* begin Given passage *

Sometimes it's not the Act; it's the Principle.
Or do you go around writing your name, date of birth and social security number (or equivalent if in a non-U.S. country) on public walls? And if not, why not? After all, who needs Privacy; it's just so, so, Twentieth Century!
Not sure this is a right comment, but with all the hype over open source exploits, people still are convinced Windows and Apple are "secure" and yet they pretty much monitor every thing you do, and store that information.
Windows, yes. Apple, no.
Unlike Microsoft, Apple makes its money off hardware, and thus has absolutely no incentive to sell your soul to The Man.
Apple has also figured out that some Users care about Privacy, and that that may eventually lead to more sales of their Hardware; so, in essence, Apple has discovered that it can actually Market PRIVACY, and so it does. A little too quietly for my taste; but the signs are there, spelled out in explicit detail if you know where to look And you will notice a refreshing lack of "weasel words", such as "for various purposes"...
Also, despite the noise propagated here, Apple actually has a very longstanding distaste for government in general, and I have been watching and using Apple for more than enough decades to know that cooperating with the Gummint would be corporate anathema to them.
And even when Apple does design something like "Spotlight Suggestions" that sends your Spotlight Searches to Apple, so that they can provide internet-based search results alongside local search results, they provide a clear, GUI-available method to completely disable the feature.
The proof in the pudding comes from the fact that you don't see any long lists for OS X of hard-coded IP destinations being published in similar articles to this one, or anyone reporting that, despite turning off everything that can be turned-off, OS X acts like a data-thief, like Windows has obviously turned into.
So, in other words, please don't simply lump Apple and Microsoft together as "Teh Evilz"; because that simply isn't the case.
Thanks. These ACs are a perfect example of why they are afraid to take the challenge, because they will find out the truth which is update a Mac? Everything WORKS, update Windows? Everything WORKS, update Linux? Uh ohh their OS made a stinky.
The sad truth is the last version of Windows Linux could compete with? Windows ME, as every version since could update without crapping itself. I have heard they same is true of Apple since OSX, updates just work, Linux? Has a driver model older than Win9x and the challenge just shows without any BS or trickery that Linux cannot even update itself without breaking which is honestly a worse indictment of their OS than anything I could ever say.
No problem, my friend! I know you and I have gone toe-to-toe on many issues in the past; but the trufe is da trufe! And besides, we bass-players have to stick together!

* end Given passage *

**Your objective:** Extend the forum thread above on Apple, Microsoft and user privacy with a further comment or two after its last reply.

* begin Dataset extract *

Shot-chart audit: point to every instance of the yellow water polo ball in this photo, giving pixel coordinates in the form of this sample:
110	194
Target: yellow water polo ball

* end Dataset extract *

**Response to the task:**
For all the braying that the Linux Police do about "Open Sores is Teh Only Way!", the reality is that in the vast majority of the cases, it is really only the Open Source Projects that have been "adopted" by companies such as Apple that seem to be moving forward in significant measure. Not to say that, for example, the Libre Office team hasn't done a pretty good job; because actually, they have. But for the most part, the vast majority of the Open Source Projects that are not part of something "commercial" like OS X are in a quiet state of perpetual ignorage by their "Maintainers".
And as far as Linux itself goes, as long as the Linux "community" continues to want to have a Googleplex of Distros for absolutely no apparent reason, there will never be enough development effort overall to whip Linux into the Windows-Killer Desktop OS it so wants to be, instead of the tinker-toy erector-set approach to a unified, and deployable-by-the-average-person environment, and thus, it will (rightly) continue to get the big middle finger by most of the mainstream application and peripheral development community, as well as the vast majority of the computer-buying public.
Linux aficionados talk about Apple users being "religious" about their platform-choice; but there ain't nothin' more akin to a religious zealot than themselves.
The stylus is simply an option for when you need more precision.
(To draw more precisely sketches, or operate smaller parts of UI [emphasis added]).
Or, IOW, the stylus is needed.
As for capacitive touch-screens being "more coarse" than resistive, I am not at all sure that is universally-true, and is belied by the fact that you can use a stylus on an iOS device for drawing, if desired. Yes, I realize that that supports your argument that stylii are more "precise" than fingers; but that wasn't actually my point, nor would I really argue that point.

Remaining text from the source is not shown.